--- Dataset extract ---
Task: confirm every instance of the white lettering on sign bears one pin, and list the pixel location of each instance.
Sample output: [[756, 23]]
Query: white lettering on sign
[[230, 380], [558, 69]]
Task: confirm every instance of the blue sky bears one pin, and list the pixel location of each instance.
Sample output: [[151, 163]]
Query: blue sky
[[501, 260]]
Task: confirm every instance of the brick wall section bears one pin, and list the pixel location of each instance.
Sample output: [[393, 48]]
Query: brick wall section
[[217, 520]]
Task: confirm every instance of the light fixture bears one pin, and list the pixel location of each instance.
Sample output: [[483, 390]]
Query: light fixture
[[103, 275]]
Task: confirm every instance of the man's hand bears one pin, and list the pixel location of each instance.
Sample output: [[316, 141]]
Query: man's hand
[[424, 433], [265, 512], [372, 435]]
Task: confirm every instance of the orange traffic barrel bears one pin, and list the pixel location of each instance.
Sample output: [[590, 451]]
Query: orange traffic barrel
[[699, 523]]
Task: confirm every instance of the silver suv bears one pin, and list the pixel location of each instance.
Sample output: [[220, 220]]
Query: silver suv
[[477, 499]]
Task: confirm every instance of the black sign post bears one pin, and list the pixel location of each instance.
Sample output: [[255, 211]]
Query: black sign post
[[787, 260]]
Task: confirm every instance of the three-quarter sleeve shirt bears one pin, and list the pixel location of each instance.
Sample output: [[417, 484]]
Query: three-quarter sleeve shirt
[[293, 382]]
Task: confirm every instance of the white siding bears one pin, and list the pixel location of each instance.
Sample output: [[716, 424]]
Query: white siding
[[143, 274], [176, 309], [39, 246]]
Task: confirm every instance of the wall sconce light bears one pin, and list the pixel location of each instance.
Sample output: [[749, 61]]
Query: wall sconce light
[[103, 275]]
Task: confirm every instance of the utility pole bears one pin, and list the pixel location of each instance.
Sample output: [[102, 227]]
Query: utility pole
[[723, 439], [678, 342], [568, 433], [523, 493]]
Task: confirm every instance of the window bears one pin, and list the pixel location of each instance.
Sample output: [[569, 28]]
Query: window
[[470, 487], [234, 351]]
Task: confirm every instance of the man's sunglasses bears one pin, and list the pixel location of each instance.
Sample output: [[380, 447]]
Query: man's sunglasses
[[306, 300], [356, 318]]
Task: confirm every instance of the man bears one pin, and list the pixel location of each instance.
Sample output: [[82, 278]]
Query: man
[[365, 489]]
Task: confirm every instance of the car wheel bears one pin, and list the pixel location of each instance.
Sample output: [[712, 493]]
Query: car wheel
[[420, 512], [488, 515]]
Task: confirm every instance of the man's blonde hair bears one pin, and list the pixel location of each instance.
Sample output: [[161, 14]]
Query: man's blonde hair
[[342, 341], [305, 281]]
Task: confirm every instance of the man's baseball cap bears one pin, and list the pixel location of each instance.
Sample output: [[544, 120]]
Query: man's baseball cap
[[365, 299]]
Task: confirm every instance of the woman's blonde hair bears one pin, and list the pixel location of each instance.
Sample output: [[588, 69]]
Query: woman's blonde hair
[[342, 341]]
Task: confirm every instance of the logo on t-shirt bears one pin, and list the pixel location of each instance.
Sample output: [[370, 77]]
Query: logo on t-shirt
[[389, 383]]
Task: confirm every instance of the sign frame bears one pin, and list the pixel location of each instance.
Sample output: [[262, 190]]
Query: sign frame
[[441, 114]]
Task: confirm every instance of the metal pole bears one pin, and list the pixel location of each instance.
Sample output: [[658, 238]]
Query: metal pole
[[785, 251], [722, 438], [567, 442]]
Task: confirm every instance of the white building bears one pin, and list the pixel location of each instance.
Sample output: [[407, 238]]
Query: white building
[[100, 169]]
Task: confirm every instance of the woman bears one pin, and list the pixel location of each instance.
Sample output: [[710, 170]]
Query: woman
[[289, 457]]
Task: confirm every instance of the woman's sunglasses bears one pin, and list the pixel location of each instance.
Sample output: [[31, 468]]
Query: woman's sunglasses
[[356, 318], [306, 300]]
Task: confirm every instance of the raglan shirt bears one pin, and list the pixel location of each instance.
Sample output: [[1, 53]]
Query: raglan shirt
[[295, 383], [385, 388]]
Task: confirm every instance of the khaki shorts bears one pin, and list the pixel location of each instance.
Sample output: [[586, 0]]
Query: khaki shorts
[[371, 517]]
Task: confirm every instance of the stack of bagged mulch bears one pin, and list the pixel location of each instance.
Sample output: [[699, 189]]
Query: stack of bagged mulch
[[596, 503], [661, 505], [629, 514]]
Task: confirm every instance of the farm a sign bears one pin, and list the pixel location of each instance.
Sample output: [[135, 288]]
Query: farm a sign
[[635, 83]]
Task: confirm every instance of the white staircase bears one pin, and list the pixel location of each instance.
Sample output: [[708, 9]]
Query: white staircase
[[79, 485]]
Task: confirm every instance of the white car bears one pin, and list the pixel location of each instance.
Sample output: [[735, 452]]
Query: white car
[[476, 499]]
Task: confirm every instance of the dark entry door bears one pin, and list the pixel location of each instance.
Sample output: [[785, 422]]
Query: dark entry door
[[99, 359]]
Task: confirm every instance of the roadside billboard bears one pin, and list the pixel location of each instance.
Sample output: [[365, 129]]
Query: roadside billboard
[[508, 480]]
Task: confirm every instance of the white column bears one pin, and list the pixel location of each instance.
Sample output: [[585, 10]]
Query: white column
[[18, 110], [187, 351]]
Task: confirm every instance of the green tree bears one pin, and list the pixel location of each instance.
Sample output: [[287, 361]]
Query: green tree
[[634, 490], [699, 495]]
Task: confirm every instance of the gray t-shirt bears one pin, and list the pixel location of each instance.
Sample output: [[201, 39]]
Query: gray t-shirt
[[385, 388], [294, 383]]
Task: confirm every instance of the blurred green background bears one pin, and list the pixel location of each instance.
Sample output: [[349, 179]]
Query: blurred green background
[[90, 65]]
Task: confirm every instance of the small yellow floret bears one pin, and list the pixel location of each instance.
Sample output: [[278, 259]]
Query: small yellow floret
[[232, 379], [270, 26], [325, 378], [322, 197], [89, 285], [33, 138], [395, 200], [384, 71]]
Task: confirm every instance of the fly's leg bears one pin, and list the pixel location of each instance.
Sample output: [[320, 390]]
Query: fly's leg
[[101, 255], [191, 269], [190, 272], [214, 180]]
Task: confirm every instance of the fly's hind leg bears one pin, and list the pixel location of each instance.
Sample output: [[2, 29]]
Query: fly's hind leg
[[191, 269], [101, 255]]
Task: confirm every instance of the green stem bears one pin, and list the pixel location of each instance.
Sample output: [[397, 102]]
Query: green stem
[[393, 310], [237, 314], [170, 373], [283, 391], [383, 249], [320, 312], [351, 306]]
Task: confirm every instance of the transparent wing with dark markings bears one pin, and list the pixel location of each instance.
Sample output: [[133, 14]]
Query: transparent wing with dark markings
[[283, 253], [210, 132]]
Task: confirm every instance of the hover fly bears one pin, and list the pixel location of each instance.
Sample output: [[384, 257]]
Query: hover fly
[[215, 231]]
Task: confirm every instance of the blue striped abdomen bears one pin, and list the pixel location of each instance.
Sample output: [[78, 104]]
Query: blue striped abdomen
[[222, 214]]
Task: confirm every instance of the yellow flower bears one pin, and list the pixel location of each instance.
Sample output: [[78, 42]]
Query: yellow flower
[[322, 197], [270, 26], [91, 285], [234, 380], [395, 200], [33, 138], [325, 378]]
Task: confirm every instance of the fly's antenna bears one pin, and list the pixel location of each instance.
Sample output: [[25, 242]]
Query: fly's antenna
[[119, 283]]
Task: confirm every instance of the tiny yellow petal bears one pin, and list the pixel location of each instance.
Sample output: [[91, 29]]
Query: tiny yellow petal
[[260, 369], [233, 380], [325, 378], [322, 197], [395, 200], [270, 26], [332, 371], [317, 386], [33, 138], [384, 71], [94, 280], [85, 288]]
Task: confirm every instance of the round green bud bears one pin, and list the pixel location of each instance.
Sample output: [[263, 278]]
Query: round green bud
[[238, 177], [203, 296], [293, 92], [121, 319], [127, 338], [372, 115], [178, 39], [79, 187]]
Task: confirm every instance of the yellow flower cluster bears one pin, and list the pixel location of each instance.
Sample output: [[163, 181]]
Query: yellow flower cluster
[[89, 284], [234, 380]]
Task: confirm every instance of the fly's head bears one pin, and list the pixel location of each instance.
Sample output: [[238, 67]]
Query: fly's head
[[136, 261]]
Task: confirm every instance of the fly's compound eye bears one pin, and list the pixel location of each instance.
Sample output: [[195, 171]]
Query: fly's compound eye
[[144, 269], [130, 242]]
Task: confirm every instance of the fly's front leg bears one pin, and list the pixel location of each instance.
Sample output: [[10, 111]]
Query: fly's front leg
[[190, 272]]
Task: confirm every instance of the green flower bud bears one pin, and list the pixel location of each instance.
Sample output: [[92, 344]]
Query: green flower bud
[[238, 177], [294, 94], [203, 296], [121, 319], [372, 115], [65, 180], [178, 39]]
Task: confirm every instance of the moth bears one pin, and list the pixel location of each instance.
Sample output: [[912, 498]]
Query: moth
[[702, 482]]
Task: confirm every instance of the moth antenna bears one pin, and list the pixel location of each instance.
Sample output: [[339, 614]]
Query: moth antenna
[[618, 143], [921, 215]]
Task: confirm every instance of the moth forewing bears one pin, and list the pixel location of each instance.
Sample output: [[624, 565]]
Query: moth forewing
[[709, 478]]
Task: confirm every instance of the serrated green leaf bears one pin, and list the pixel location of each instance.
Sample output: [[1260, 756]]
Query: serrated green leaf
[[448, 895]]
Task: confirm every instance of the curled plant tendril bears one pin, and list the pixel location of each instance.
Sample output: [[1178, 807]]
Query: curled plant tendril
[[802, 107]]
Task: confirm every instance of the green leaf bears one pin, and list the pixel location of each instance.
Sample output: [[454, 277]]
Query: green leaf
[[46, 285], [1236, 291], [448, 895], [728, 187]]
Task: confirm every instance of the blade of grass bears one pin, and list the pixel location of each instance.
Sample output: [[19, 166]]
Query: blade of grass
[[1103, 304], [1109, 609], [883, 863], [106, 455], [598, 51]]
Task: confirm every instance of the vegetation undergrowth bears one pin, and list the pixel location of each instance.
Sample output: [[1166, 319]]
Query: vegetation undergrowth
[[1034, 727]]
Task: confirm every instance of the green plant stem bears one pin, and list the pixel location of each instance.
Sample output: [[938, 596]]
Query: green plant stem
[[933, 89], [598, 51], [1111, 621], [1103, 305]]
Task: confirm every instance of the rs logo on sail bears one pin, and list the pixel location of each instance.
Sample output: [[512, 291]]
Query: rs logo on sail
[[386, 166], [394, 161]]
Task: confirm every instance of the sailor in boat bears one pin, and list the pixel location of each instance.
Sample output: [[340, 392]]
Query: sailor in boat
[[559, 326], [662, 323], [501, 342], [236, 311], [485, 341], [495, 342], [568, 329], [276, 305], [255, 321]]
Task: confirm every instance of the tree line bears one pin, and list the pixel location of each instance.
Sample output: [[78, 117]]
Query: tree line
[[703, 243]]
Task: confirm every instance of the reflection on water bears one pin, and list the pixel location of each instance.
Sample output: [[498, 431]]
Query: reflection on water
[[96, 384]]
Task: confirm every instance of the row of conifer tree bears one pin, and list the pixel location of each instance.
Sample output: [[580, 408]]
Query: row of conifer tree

--- Brief ---
Rewrite the records starting with the line containing "Task: confirm every instance of the green plant" and going on through the line containing "[[933, 89], [598, 51], [1111, 621], [1103, 305]]", substituting "stalk" for "stem" and leaving everything else unchanged. Give only those lines.

--- Task result ---
Task: confirm every instance of the green plant stalk bears one pin, and list the pixel location of each instance.
Sample output: [[938, 596]]
Query: green plant stalk
[[933, 89], [598, 51], [1111, 621], [1103, 305]]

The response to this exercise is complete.